Given exercise 1:
From the forum thread, list the usernames whose header shows a join date in 2010, in the order they appear.

── Text provided ──

If you've never done it you will have a blast with it. *


----------



## witchy46 (Sep 24, 2009)

Spookilicious mama said:


> *
> Bethene will give all the info when she actually starts the reaper sign up. Right now we are all just so excited that we are talking about it but it doesn't actually start until Bethene starts the official Secret Reaper sign up thread. AT that point you will pm her that you want to participate and you will also give her a list of your likes and dislikes for halloween decor. She will also give dates and the amount we are to spend. It is usually about 20 t0 25 dollars, however feel free to spend what you like. Many of us mix yard sale finds with new items, some make their gifts....it really doesn't matter. You will probably not have an idea of what you are going to spend until you actually get your victims and their lists of likes and dislikes.
> If you've never done it you will have a blast with it. *


Thanks for the info, it really does help!!!


----------



## bethene (Feb 12, 2007)

Spooki, you are a great ambassador for the secret reaper! It sound like we are going to have even more than last year join in the fun! how fun!


----------



## beautifulnightmare (Oct 31, 2010)

so excited


----------



## bethene (Feb 12, 2007)

well, cleared out my message boxes, so in about a week, not totally sure on the date, depending on how busy I am,, we will have the official sign up started!


----------



## ter_ran (Jan 14, 2006)

*Is it that time again Beth? Well we veteran folks here all know the drill! *


----------



## MissMandy (Apr 18, 2011)

Oh I hope I can join in again this year. I had so much fun last year!


----------



## Jeane05 (Jul 10, 2012)

I am planning to join, it's going to be my first year doing the Secret Reaper. I am excited


----------



## jenscats5 (Oct 16, 2010)

bethene said:


> well, cleared out my message boxes, so in about a week, not totally sure on the date, depending on how busy I am,, we will have the official sign up started!


Can't wait!!


----------



## spookyone (Aug 23, 2009)

whhooohhhooo im in for it this year !! cant wait


----------



## Hearts1003 (Aug 23, 2010)

───
── Supplied material ──

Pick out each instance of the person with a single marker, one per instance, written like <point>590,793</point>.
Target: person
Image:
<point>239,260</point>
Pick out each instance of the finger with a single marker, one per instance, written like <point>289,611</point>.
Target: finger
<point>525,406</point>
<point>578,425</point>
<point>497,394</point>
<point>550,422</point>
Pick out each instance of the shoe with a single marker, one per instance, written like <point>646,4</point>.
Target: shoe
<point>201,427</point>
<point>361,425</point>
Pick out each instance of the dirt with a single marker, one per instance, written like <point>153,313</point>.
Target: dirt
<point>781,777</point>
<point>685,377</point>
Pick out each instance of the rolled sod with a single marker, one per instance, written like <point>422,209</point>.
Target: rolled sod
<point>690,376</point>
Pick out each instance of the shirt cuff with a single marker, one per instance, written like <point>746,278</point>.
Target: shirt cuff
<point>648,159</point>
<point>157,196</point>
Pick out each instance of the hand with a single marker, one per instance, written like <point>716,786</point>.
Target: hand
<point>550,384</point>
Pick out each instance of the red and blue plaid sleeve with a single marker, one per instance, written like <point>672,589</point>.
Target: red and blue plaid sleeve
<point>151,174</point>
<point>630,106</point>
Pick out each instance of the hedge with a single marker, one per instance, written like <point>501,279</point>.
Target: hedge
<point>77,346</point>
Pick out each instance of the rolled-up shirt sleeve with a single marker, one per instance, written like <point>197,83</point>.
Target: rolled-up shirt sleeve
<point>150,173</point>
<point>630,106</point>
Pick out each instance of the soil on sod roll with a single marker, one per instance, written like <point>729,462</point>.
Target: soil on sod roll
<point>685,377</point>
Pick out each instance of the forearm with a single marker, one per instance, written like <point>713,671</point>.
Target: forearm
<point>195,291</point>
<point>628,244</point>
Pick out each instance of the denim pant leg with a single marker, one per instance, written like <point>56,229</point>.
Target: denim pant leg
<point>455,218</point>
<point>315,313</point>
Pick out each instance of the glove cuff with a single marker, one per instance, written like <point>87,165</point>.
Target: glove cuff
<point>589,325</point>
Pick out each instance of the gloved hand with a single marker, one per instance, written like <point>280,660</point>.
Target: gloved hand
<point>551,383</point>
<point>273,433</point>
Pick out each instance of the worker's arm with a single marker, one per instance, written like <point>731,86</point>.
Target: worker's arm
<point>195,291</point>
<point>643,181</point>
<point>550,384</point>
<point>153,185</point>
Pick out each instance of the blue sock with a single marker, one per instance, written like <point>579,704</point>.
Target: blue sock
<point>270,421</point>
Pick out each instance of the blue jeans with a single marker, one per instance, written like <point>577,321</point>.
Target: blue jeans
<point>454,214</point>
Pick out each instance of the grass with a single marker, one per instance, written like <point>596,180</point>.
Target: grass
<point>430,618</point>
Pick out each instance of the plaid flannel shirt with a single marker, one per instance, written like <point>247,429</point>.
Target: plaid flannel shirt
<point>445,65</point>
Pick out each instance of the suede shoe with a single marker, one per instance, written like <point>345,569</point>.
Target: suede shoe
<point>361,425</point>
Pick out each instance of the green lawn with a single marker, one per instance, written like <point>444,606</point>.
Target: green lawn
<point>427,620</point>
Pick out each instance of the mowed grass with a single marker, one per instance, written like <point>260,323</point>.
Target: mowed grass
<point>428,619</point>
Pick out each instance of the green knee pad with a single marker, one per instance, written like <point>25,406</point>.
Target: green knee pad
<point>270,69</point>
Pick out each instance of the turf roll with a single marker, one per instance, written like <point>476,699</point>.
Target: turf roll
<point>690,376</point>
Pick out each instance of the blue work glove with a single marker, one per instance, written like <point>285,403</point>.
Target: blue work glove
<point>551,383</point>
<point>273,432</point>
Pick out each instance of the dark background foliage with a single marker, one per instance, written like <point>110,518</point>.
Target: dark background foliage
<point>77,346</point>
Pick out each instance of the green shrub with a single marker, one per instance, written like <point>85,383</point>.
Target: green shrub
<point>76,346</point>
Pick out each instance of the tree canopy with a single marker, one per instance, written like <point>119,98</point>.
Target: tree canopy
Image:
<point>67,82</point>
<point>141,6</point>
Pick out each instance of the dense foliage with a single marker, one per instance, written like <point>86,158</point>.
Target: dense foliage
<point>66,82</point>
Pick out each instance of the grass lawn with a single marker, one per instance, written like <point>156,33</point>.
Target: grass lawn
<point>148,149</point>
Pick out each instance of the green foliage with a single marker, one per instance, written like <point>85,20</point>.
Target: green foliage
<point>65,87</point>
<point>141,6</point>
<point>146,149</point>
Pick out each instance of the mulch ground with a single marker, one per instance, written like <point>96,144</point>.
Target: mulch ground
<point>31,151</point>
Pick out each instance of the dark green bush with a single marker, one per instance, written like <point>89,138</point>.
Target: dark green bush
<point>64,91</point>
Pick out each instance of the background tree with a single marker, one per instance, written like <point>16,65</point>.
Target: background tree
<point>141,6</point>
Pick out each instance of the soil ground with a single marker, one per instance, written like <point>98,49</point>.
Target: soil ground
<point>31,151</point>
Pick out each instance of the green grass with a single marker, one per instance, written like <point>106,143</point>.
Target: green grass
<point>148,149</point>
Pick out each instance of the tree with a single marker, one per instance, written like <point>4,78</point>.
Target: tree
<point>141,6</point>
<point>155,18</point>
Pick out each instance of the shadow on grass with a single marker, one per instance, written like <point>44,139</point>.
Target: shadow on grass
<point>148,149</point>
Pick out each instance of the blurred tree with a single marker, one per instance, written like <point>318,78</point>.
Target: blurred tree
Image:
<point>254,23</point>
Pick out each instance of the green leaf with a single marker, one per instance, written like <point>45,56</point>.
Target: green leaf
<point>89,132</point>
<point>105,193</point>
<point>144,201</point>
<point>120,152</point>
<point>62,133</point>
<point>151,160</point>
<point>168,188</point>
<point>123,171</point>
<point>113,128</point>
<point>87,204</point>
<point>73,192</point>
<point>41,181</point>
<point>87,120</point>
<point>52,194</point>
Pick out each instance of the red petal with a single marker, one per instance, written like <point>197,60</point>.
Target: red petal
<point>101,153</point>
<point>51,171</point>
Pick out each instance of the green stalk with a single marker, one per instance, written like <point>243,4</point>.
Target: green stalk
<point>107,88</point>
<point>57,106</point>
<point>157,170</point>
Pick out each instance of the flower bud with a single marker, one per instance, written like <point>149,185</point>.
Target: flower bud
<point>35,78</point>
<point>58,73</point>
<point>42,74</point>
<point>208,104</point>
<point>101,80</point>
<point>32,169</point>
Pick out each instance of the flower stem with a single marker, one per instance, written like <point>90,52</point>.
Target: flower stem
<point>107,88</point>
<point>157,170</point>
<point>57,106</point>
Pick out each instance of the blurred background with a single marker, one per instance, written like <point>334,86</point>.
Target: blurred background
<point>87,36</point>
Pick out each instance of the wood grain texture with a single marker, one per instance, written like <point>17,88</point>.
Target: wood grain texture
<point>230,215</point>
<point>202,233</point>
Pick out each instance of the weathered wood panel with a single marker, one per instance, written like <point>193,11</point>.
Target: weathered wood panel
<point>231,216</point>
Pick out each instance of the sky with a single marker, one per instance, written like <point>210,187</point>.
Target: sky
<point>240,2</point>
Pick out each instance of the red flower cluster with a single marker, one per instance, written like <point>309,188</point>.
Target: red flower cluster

───

Given exercise 2:
Revise the lines of the records starting at the one containing "Pick out each instance of the denim" and ending at the one containing "<point>589,325</point>". Replace "glove cuff" with "mitten cuff" and keep everything else the same.

Correct answer 1:
beautifulnightmare
jenscats5
Hearts1003

Correct answer 2:
Pick out each instance of the denim pant leg with a single marker, one per instance, written like <point>56,229</point>.
Target: denim pant leg
<point>455,218</point>
<point>315,313</point>
Pick out each instance of the mitten cuff with a single marker, one per instance, written like <point>87,165</point>.
Target: mitten cuff
<point>589,325</point>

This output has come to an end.